▸ SELECTED PASSAGE:

The pressure of facing Hiddink, who led the Netherlands to the 1998 World Cup semi-finals and repeated the feat four years later with South Korea, is not lost on the Dutch and there were some feisty exchanges at his press conference yesterday. However, the Netherlands go into tonight's game with a much greater sense of unity than was achieved in 1998, when Hiddink sent Edgar Davids home after a spectacular public fall-out. Van Basten has achieved what many thought was impossible.
True, the football is fantastic and any international manager who can afford to start games with Arjen Robben and Robin van Persie on the substitutes' bench is blessed indeed, but Van Basten is reaping the benefits of decisions he made before the tournament. Clarence Seedorf was not content with a substitute's role, so he was left behind. Mark van Bommel, who has never seen eye-to-eye with Van Basten, was also judged to be surplus to requirements.
Van Basten and Hiddink are both expected to start with their usual first-choice line-ups – in the Netherlands' case that is the team that started their second group game, the 4-1 win against France. Russia should be unchanged from the team that began the 2-0 win over Sweden, their last group fixture.

▸ INFORMATION SUPPLIED:
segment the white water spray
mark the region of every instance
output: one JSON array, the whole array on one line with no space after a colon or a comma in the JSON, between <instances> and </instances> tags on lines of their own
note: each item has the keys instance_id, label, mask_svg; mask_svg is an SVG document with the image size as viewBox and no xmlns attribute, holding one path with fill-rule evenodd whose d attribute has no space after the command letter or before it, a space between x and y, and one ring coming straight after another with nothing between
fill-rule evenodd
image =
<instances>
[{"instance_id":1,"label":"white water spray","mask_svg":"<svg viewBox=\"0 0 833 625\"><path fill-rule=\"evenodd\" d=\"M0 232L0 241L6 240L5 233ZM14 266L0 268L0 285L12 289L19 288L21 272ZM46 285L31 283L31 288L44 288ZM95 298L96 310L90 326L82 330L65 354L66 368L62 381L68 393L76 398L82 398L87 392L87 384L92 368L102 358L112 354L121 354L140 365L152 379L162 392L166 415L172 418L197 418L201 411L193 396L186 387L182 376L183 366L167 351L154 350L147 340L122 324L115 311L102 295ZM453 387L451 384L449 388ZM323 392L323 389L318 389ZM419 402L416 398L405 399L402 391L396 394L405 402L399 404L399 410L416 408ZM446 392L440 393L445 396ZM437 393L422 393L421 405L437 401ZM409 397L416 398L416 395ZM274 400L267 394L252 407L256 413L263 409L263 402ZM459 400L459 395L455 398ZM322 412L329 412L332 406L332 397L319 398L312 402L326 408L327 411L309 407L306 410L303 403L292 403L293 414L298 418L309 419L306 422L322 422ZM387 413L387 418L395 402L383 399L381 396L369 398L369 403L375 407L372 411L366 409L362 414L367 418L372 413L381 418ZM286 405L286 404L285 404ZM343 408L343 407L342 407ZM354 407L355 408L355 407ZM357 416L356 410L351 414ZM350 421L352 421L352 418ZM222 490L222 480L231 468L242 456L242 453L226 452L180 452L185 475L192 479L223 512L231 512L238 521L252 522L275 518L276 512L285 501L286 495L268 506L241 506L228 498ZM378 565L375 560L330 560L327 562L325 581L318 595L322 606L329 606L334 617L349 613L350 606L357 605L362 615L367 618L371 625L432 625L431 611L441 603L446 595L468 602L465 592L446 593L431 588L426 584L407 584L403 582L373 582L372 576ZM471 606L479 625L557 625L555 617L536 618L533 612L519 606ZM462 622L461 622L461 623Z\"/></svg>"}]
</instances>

* * *

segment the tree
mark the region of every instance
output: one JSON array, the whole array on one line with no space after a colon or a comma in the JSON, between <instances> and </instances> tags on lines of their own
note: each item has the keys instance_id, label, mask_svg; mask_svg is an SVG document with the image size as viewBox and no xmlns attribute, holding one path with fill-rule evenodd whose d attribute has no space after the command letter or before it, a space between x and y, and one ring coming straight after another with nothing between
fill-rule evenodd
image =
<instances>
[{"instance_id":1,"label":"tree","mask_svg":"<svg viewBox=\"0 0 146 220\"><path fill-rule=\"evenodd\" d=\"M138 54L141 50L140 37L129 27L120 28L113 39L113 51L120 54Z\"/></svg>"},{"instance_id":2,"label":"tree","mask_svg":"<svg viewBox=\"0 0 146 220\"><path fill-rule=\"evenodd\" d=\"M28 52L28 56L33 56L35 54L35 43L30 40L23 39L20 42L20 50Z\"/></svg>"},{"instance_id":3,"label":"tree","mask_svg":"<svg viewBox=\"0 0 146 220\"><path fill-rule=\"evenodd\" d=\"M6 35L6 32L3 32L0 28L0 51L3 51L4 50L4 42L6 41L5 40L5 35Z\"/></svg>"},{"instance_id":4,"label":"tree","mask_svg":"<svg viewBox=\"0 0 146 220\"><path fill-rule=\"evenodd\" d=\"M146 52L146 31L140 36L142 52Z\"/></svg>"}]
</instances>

▸ GOALS:
1. In the Netherlands–Russia preview, revise everything from "True, the football" down to "last group fixture.", with "substitutes' bench" replaced by "reserves' bench".
2. Resume the Netherlands–Russia preview after its last sentence and continue it.

▸ TASK-BY-TASK ANSWERS:
1.
True, the football is fantastic and any international manager who can afford to start games with Arjen Robben and Robin van Persie on the reserves' bench is blessed indeed, but Van Basten is reaping the benefits of decisions he made before the tournament. Clarence Seedorf was not content with a substitute's role, so he was left behind. Mark van Bommel, who has never seen eye-to-eye with Van Basten, was also judged to be surplus to requirements.
Van Basten and Hiddink are both expected to start with their usual first-choice line-ups – in the Netherlands' case that is the team that started their second group game, the 4-1 win against France. Russia should be unchanged from the team that began the 2-0 win over Sweden, their last group fixture.

2.
The Russia coach found himself in conflict with Dutch reporters yesterday when it was put to him that coaching a team against his native country was "traitorous". Hiddink responded by sarcastically suggesting that he was his country's "biggest traitor" just because he would sing the Russian national anthem tonight.
"The only thing that worries me is that the Dutch team will have had five days more rest than us," Hiddink said. "That is not insignificant. But can we beat them? Why not? I am really blown away by the rapid progress that the team has made, given it has been put together only recently.
"My players are impressive in their capacity to listen and to understand. They also possess a lot of qualities in terms of speed and creativity."
Netherlands (probable , 4-2-3-1): Van der Sar (Manchester United); Boulahrouz (Hamburg), Ooijer (Blackburn), Mathijsen (Hamburg), Van Bronckhorst (Feyenoord); De Jong (Hamburg), Engelaar (Twente); Kuyt (Liverpool) Van der Vaart (Hamburg), Sneijder (Real Madrid); Van Nistelrooy (Real Madrid).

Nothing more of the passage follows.